• TEXTE PROPOSÉ
▬▬▬

2/ On revient à Mars denier où l'USTKE et la CGT ont signé un protocole d'accord de coopération entre les deux organisations notamment dans le secteur de la formation. Y'avait-il un programme défini à ce moment là ?
M.L : Oui, entre temps, j'ai changé de responsabilités. J'ai pris en charge les relations de la CGT avec la région Asie-Pacifique. On a réorganisé notre façon de travailler c'est-à-dire les pays d'outre-Mer sont rattachés au zone géographique, donc la Calédonie, la Polynésie entrent dans mon domaine de responsabilité en plus de la formation syndicale. Au mois de septembre 2012, quand les camarades de l'USTKE sont venus à Paris, on a eu une première discussion sur la construction d'un protocole de coopération. On a rédigé les priorités c'est à dire ce qu'on voulait faire. On a proposé une première rédaction et jusqu'au congrès on a eu des échanges avec la présidente, Marie-Pierre Goyetche et le 1er vice-président, André Forest de votre organisation syndicale afin qu'on soit parfaitement d'accord. On a considéré que le congrès de la CGT à Toulouse en mars dernier était une occasion symbolique pour signer ce protocole d'accord entre nos deux organisations marquant leurs importantes relations.
3/ Concernant le programme l'avez-vous modifié voire adapté à notre public calédonien ?
M.L : C'est une obligation car en matière de formation de formateurs. La formation qu'on fait doit correspondre aux principes, aux valeurs, aux orientations d'une organisation mais aussi à la culture, à l'histoire du pays et de l'organisation. L'USTKE ce n'est pas la CGT. La Nouvelle-Calédonie, la Kanaky ce n'est pas la France métropolitaine donc c'est important de tenir compte de cela. C'est important de prendre le temps de lire les statuts, de lire les résolutions du congrès pour bien s'imprégner et offrir une formation qui corresponde exactement à ce qu'est l'organisation USTKE et de ce qu'elle veut faire de sa formation syndicale. Ça demande à ce qu'on travaille ensemble car je n'ai pas travaillé toute seule. Quand j'avais des doutes, je suis allée voir les autres camarades de la formation syndicale pour qu'on discute sur divers points. Donc, on a construit la formation pour qu'elle corresponde le plus qu'on pouvait à la réalité du syndicat et de la Nouvelle-Calédonie.
4/ On revient au stage. Quel est votre ressenti sur les stagiaires et le travail qu'ils ont fourni en une semaine passée avec vous ?
M.L : C'est une expérience positive. J'ai été un peu préoccupée au départ parce qu'il y avait beaucoup de stagiaires. A la CGT, on a l'habitude de travailler avec 12 à 15 stagiaires et là 20 voire 22 stagiaires. J'avais quelques craintes car ça peut limiter la participation mais en fait à ce stage, il y avait énormément de participation ! Les stagiaires ont vraiment été très investis, très motivés même si parfois ils avaient des doutes ou même s'ils étaient pas sûre d'avoir tout compris. Au début, sur les objectifs qu'on avait, ils ont vraiment participé à fond. C'est très satisfaisant d'avoir une équipe et de pouvoir travailler avec des stagiaires, de progresser ensemble, de construire un collectif de formateurs.

▬▬▬

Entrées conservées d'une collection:
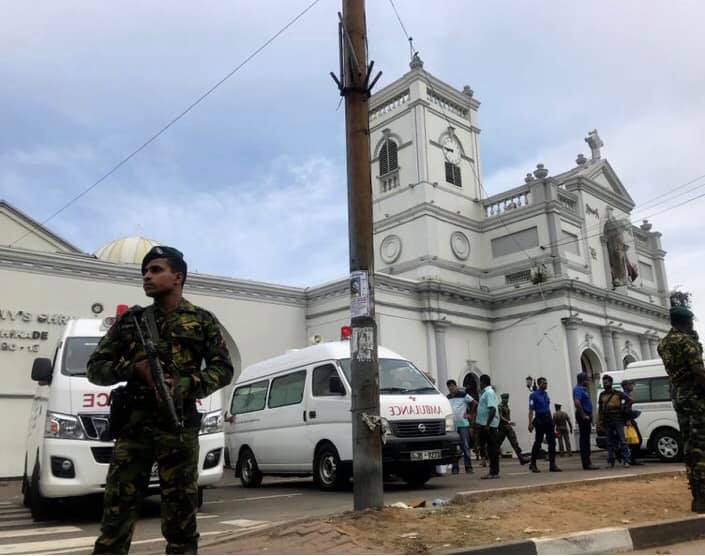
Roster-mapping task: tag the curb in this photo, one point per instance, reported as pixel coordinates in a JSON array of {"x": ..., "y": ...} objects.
[{"x": 603, "y": 541}]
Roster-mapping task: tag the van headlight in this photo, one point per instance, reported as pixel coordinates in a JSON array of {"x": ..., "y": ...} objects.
[
  {"x": 450, "y": 423},
  {"x": 212, "y": 422},
  {"x": 59, "y": 425}
]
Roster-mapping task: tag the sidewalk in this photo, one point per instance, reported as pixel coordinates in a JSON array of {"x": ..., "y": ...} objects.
[{"x": 475, "y": 519}]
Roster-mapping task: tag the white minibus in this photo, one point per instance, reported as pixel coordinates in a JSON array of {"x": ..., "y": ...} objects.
[
  {"x": 66, "y": 455},
  {"x": 290, "y": 415},
  {"x": 658, "y": 423}
]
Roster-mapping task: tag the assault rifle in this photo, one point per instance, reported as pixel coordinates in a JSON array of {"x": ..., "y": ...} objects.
[{"x": 155, "y": 367}]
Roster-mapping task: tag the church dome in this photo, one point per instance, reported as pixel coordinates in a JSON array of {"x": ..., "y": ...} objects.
[{"x": 127, "y": 250}]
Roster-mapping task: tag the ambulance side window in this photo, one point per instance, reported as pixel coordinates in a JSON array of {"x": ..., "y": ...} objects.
[
  {"x": 249, "y": 398},
  {"x": 287, "y": 389}
]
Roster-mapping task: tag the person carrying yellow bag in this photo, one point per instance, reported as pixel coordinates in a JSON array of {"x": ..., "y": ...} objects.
[{"x": 632, "y": 435}]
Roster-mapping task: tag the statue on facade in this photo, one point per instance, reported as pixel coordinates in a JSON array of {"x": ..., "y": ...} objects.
[
  {"x": 622, "y": 269},
  {"x": 595, "y": 143}
]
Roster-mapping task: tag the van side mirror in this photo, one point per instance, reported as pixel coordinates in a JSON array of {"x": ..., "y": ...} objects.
[
  {"x": 335, "y": 385},
  {"x": 41, "y": 370}
]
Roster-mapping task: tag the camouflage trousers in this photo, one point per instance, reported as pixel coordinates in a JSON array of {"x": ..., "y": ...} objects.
[
  {"x": 138, "y": 447},
  {"x": 692, "y": 426},
  {"x": 508, "y": 434}
]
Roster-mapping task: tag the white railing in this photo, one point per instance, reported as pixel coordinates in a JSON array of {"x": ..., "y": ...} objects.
[
  {"x": 499, "y": 205},
  {"x": 568, "y": 203},
  {"x": 389, "y": 181},
  {"x": 393, "y": 104},
  {"x": 446, "y": 104}
]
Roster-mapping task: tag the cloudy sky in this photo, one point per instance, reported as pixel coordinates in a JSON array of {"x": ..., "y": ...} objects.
[{"x": 251, "y": 183}]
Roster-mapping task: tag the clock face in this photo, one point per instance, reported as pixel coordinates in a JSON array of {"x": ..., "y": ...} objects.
[{"x": 451, "y": 149}]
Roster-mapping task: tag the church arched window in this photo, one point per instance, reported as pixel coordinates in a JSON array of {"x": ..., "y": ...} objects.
[{"x": 388, "y": 161}]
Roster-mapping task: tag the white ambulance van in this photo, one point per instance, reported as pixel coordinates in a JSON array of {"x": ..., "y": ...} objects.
[
  {"x": 290, "y": 415},
  {"x": 658, "y": 422},
  {"x": 65, "y": 455}
]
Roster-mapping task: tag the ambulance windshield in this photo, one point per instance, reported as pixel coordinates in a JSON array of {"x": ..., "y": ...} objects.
[
  {"x": 397, "y": 376},
  {"x": 76, "y": 354}
]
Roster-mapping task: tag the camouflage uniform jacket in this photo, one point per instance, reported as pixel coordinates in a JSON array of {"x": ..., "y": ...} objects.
[
  {"x": 188, "y": 336},
  {"x": 682, "y": 355},
  {"x": 505, "y": 416}
]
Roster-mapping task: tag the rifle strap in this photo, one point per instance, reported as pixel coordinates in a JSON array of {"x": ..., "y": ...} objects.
[{"x": 151, "y": 324}]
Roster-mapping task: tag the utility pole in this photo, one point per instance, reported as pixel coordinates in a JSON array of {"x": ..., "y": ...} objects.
[{"x": 354, "y": 85}]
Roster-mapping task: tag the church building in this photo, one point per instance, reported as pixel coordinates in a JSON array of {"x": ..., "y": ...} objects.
[{"x": 548, "y": 278}]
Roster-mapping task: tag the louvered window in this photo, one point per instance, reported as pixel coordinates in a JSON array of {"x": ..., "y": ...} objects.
[
  {"x": 453, "y": 174},
  {"x": 388, "y": 157}
]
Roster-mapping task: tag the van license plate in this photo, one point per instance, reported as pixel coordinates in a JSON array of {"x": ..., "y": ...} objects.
[{"x": 425, "y": 455}]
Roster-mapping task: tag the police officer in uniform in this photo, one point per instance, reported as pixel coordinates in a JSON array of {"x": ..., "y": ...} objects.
[
  {"x": 682, "y": 355},
  {"x": 188, "y": 335},
  {"x": 506, "y": 429}
]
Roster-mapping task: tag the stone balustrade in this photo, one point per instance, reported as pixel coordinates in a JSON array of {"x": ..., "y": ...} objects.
[
  {"x": 505, "y": 202},
  {"x": 390, "y": 105}
]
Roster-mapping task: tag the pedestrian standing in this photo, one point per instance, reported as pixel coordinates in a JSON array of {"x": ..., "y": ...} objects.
[
  {"x": 506, "y": 429},
  {"x": 682, "y": 355},
  {"x": 632, "y": 415},
  {"x": 460, "y": 403},
  {"x": 583, "y": 418},
  {"x": 186, "y": 336},
  {"x": 612, "y": 405},
  {"x": 541, "y": 421},
  {"x": 487, "y": 420},
  {"x": 564, "y": 430}
]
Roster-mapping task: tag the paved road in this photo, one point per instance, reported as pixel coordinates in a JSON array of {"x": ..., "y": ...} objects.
[{"x": 229, "y": 506}]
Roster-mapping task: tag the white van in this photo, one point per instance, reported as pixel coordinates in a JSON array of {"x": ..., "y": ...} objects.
[
  {"x": 290, "y": 415},
  {"x": 65, "y": 456},
  {"x": 658, "y": 422}
]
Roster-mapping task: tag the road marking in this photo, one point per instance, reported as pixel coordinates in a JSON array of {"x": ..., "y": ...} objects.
[
  {"x": 38, "y": 531},
  {"x": 254, "y": 498},
  {"x": 46, "y": 546},
  {"x": 16, "y": 523},
  {"x": 14, "y": 515},
  {"x": 245, "y": 523}
]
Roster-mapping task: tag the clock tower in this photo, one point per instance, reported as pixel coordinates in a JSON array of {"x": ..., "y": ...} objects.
[{"x": 426, "y": 178}]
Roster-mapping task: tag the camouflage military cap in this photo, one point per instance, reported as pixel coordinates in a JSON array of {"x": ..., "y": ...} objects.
[
  {"x": 682, "y": 313},
  {"x": 159, "y": 252}
]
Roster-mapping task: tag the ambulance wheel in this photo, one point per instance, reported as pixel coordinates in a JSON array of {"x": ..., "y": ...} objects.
[
  {"x": 250, "y": 475},
  {"x": 39, "y": 507},
  {"x": 416, "y": 476},
  {"x": 328, "y": 473}
]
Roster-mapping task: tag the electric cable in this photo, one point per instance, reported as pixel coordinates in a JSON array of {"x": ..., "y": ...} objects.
[{"x": 183, "y": 113}]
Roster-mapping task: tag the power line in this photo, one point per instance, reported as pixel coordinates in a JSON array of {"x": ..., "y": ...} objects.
[{"x": 174, "y": 120}]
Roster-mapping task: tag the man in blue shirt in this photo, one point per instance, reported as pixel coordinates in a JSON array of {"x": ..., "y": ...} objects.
[
  {"x": 540, "y": 419},
  {"x": 583, "y": 417},
  {"x": 487, "y": 421},
  {"x": 460, "y": 404}
]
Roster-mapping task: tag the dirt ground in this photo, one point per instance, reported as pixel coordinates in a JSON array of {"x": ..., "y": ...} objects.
[{"x": 478, "y": 520}]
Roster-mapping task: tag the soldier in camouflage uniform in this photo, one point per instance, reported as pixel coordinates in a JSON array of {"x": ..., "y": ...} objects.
[
  {"x": 506, "y": 429},
  {"x": 682, "y": 355},
  {"x": 188, "y": 335}
]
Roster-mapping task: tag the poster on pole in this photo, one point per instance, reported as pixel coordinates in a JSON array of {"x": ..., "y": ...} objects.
[{"x": 359, "y": 294}]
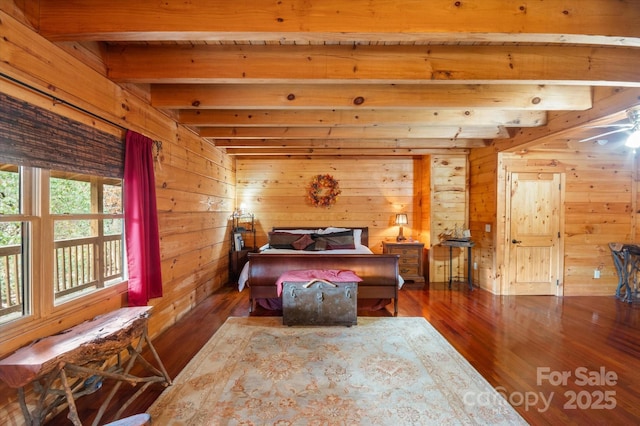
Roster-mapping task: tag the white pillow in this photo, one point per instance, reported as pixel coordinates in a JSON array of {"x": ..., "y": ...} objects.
[
  {"x": 297, "y": 231},
  {"x": 357, "y": 233}
]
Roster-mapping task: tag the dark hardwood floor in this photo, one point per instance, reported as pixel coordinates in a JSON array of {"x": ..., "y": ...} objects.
[{"x": 523, "y": 345}]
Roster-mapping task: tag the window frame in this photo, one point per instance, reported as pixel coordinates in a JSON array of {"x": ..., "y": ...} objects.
[{"x": 39, "y": 295}]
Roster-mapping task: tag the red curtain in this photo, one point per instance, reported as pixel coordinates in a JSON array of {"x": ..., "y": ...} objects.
[{"x": 141, "y": 221}]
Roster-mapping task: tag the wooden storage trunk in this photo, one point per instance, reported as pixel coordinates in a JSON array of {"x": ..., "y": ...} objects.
[{"x": 319, "y": 302}]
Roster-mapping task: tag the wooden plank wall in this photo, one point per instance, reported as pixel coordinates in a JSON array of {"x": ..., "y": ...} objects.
[
  {"x": 195, "y": 184},
  {"x": 373, "y": 191},
  {"x": 449, "y": 207},
  {"x": 600, "y": 206},
  {"x": 483, "y": 212}
]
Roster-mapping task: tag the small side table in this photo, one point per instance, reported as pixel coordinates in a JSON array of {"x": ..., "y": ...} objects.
[
  {"x": 460, "y": 243},
  {"x": 411, "y": 255}
]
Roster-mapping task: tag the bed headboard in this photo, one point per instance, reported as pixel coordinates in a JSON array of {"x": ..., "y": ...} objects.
[{"x": 364, "y": 240}]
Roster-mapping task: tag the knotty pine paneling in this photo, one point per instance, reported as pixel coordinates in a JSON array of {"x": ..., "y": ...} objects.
[
  {"x": 600, "y": 199},
  {"x": 195, "y": 185},
  {"x": 482, "y": 212},
  {"x": 275, "y": 190},
  {"x": 448, "y": 200}
]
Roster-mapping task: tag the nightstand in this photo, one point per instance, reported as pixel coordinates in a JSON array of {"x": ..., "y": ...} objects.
[{"x": 411, "y": 259}]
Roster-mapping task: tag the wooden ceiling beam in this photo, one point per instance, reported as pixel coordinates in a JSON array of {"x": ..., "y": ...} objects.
[
  {"x": 372, "y": 64},
  {"x": 551, "y": 21},
  {"x": 439, "y": 132},
  {"x": 361, "y": 117},
  {"x": 351, "y": 143},
  {"x": 404, "y": 96},
  {"x": 347, "y": 152}
]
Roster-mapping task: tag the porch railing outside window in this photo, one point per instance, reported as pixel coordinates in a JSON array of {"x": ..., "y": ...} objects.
[
  {"x": 75, "y": 269},
  {"x": 10, "y": 280}
]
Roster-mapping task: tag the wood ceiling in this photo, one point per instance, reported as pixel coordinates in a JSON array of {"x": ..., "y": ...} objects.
[{"x": 335, "y": 77}]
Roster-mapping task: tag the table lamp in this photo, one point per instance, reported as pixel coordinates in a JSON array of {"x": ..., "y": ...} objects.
[{"x": 401, "y": 219}]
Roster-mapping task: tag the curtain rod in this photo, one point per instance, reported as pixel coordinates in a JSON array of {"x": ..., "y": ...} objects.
[{"x": 60, "y": 101}]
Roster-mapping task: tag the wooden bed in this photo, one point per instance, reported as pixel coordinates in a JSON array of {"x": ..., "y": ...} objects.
[{"x": 379, "y": 272}]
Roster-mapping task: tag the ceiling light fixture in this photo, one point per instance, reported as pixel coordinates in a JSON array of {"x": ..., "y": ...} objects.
[{"x": 633, "y": 141}]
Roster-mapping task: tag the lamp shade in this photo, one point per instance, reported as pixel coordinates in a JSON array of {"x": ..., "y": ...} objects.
[{"x": 401, "y": 219}]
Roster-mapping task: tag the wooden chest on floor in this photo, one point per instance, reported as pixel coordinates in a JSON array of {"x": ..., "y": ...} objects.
[{"x": 319, "y": 302}]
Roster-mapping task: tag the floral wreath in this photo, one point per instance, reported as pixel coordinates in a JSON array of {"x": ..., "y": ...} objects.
[{"x": 323, "y": 191}]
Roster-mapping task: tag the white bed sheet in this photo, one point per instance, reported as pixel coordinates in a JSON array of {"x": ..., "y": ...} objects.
[{"x": 360, "y": 249}]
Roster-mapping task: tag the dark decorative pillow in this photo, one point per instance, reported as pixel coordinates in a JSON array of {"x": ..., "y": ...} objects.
[
  {"x": 303, "y": 242},
  {"x": 282, "y": 240},
  {"x": 335, "y": 241}
]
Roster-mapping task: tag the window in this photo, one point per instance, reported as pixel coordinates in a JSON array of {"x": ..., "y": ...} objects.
[
  {"x": 13, "y": 247},
  {"x": 72, "y": 222}
]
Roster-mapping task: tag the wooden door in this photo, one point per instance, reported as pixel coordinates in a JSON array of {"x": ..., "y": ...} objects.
[{"x": 534, "y": 234}]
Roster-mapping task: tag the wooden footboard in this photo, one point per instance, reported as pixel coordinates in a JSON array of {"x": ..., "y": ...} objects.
[{"x": 379, "y": 273}]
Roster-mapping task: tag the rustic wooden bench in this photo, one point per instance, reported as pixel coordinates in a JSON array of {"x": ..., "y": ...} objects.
[{"x": 73, "y": 363}]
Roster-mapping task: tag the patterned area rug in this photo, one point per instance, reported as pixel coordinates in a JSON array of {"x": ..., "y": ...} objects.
[{"x": 383, "y": 371}]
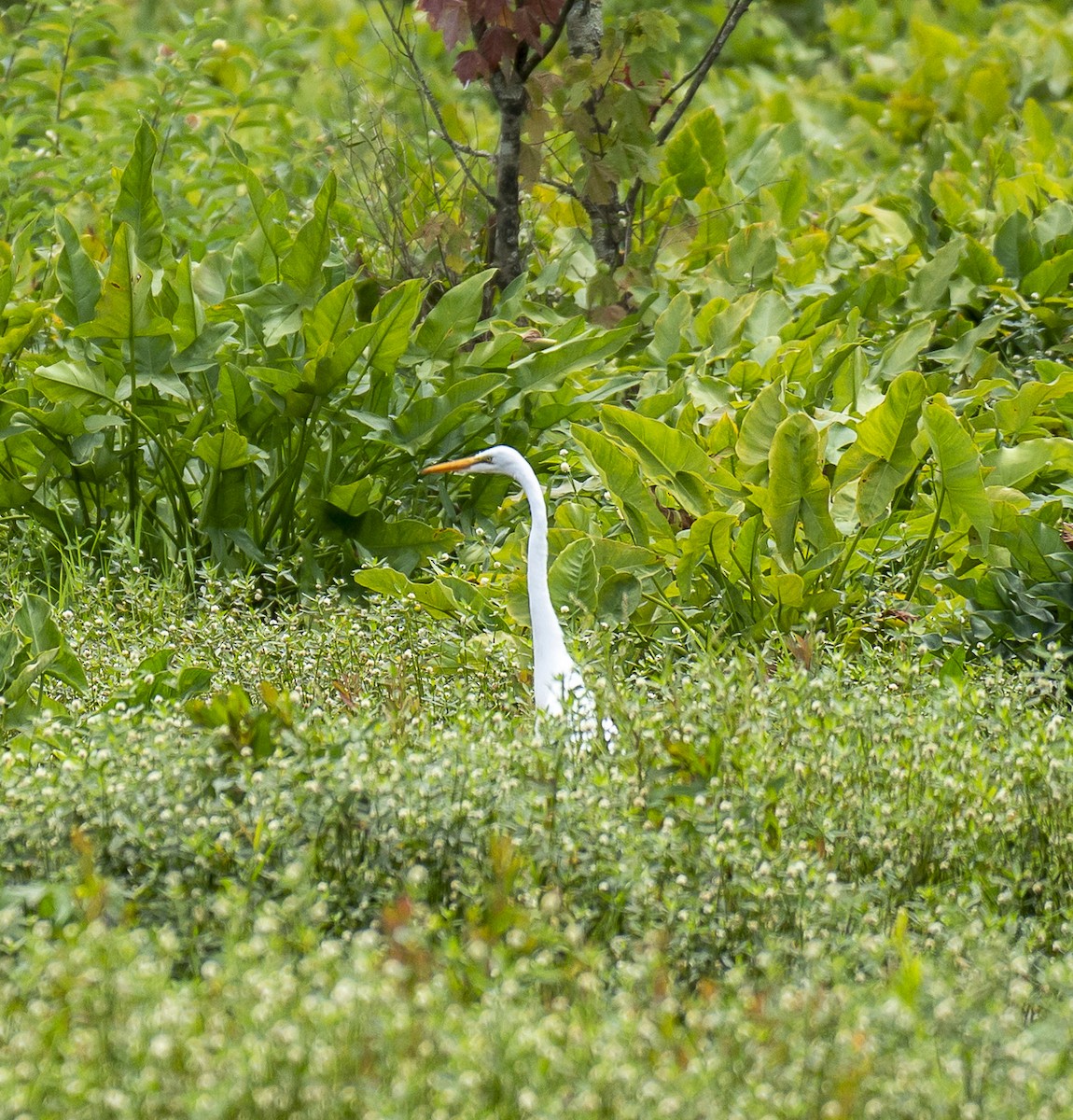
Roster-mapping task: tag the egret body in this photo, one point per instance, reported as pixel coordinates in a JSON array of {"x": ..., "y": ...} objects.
[{"x": 558, "y": 686}]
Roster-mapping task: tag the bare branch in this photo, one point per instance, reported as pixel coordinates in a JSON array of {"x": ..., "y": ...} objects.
[
  {"x": 459, "y": 149},
  {"x": 546, "y": 49}
]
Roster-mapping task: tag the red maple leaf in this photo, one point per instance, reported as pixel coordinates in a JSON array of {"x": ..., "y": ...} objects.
[
  {"x": 495, "y": 45},
  {"x": 451, "y": 18},
  {"x": 470, "y": 65}
]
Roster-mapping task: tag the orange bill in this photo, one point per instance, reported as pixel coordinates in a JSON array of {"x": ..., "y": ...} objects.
[{"x": 442, "y": 469}]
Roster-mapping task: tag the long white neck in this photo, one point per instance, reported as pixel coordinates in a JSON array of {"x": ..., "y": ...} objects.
[{"x": 547, "y": 631}]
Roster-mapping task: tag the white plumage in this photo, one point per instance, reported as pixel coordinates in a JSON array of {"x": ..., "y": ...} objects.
[{"x": 559, "y": 689}]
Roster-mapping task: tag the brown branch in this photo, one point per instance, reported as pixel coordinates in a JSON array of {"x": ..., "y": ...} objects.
[
  {"x": 737, "y": 9},
  {"x": 549, "y": 45},
  {"x": 696, "y": 77},
  {"x": 457, "y": 148}
]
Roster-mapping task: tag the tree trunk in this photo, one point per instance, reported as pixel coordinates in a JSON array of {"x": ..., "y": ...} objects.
[
  {"x": 512, "y": 99},
  {"x": 585, "y": 37}
]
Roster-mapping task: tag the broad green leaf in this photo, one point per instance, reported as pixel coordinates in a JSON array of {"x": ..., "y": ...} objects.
[
  {"x": 620, "y": 596},
  {"x": 666, "y": 334},
  {"x": 759, "y": 426},
  {"x": 137, "y": 206},
  {"x": 81, "y": 385},
  {"x": 272, "y": 214},
  {"x": 188, "y": 318},
  {"x": 301, "y": 267},
  {"x": 127, "y": 307},
  {"x": 331, "y": 318},
  {"x": 571, "y": 578},
  {"x": 672, "y": 458},
  {"x": 454, "y": 316},
  {"x": 545, "y": 371},
  {"x": 931, "y": 285},
  {"x": 428, "y": 420},
  {"x": 1016, "y": 413},
  {"x": 900, "y": 354},
  {"x": 392, "y": 323},
  {"x": 708, "y": 542},
  {"x": 797, "y": 490},
  {"x": 352, "y": 498},
  {"x": 959, "y": 466},
  {"x": 224, "y": 451},
  {"x": 443, "y": 598},
  {"x": 1015, "y": 247},
  {"x": 34, "y": 620},
  {"x": 883, "y": 455},
  {"x": 696, "y": 156},
  {"x": 620, "y": 476},
  {"x": 1052, "y": 278},
  {"x": 77, "y": 274},
  {"x": 1019, "y": 466},
  {"x": 404, "y": 543}
]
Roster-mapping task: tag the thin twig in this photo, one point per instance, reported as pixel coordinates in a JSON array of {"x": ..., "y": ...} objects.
[
  {"x": 458, "y": 149},
  {"x": 548, "y": 46}
]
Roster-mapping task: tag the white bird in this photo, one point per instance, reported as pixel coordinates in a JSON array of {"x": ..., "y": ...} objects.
[{"x": 559, "y": 689}]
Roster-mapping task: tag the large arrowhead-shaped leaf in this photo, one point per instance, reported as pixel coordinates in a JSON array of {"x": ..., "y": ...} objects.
[
  {"x": 301, "y": 267},
  {"x": 797, "y": 490},
  {"x": 127, "y": 307},
  {"x": 620, "y": 475},
  {"x": 137, "y": 206},
  {"x": 959, "y": 466},
  {"x": 883, "y": 455},
  {"x": 77, "y": 275}
]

▬▬▬

Recopiez le passage de l'entretien compris entre « M.L : C'est une expérience » et « collectif de formateurs. », bornes incluses. Les enregistrements ne servent pas à ce travail.

• CORRIGÉ
M.L : C'est une expérience positive. J'ai été un peu préoccupée au départ parce qu'il y avait beaucoup de stagiaires. A la CGT, on a l'habitude de travailler avec 12 à 15 stagiaires et là 20 voire 22 stagiaires. J'avais quelques craintes car ça peut limiter la participation mais en fait à ce stage, il y avait énormément de participation ! Les stagiaires ont vraiment été très investis, très motivés même si parfois ils avaient des doutes ou même s'ils étaient pas sûre d'avoir tout compris. Au début, sur les objectifs qu'on avait, ils ont vraiment participé à fond. C'est très satisfaisant d'avoir une équipe et de pouvoir travailler avec des stagiaires, de progresser ensemble, de construire un collectif de formateurs.